- **ESTRATTO DELLA FONTE**:
•••

Dalla terra alla Terra. L’evento per i 30 anni del Consorzio Italiano Compostatori

Il convegno, in occasione del trentennale del Consorzio Italiano Compostatori e nell’ambito dell’iniziativa Pianeta 2030, ha aperto ad una riflessione su compost, suolo ed acqua e alla loro interconnessione, delineando un sistema in crisi che può trovare respiro solo nella collaborazione

Silvia Santucci
Silvia Santucci
Giornalista pubblicista, dal 2011 ha collaborato con diverse testate online della città dell’Aquila, seguendone le vicende post-sisma. Ha frequentato il Corso EuroMediterraneo di Giornalismo ambientale “Laura Conti”. Ha lavorato come ufficio stampa e social media manager di diversi progetti, tra cui il progetto “Foresta Modello” dell’International Model Forest Network. Nel 2019 le viene assegnata una menzione speciale dalla giuria del premio giornalistico “Guido Polidoro”

•••

- **DATI FORNITI**:
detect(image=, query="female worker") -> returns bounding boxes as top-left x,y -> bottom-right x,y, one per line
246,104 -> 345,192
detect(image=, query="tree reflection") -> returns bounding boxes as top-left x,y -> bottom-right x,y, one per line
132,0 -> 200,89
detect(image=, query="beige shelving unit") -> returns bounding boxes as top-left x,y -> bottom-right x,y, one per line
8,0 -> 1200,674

•••

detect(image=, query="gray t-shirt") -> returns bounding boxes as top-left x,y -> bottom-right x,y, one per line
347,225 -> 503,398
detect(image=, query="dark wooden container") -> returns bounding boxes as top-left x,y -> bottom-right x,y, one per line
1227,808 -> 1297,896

•••

- **LAVORO DA SVOLGERE**: Come potrebbe proseguire l'estratto sul convegno per i trent'anni del Consorzio Italiano Compostatori? Continualo a partire dall'ultima frase riportata.

- **RISPOSTA ATTESA**:
In Italia non si parla molto spesso di compost, eppure quella dell’organico è una delle frazioni di differenziata che viene raccolta con più successo – rappresenta il 43% del quantitativo di rifiuti urbani avviato a riciclo nel 2020 – e contribuisce notevolmente al raggiungimento del 65% del totale di raccolta differenziata nel nostro Paese. Se per alcuni territori è una pratica abituale da anni, per altri lo è diventata dallo scorso primo gennaio quando è scattato l’obbligo in tutti i Comuni italiani. Sarebbe dunque opportuno approfondire la storia, le criticità ed il futuro del riciclo dell’organico.

È quello che si è cercato di fare ieri nel corso dell’evento dal più ampio respiro, Dalla terra alla Terra, tenutosi presso il Nazionale Spazio Eventi di Roma e organizzato in occasione del trentesimo anniversario del Consorzio Italiano Compostatori (Cic), nell’ambito dell’iniziativa Pianeta 2030 del Corriere della Sera.

Oggi in Italia un terzo del compost prodotto è a marchio Cic. Il consorzio – composto da 136 soci che rappresentano il 65% del compost prodotto in Italia – si occupa di promuovere e valorizzare l’attività di riciclo della frazione organica per produrre compost e biometano.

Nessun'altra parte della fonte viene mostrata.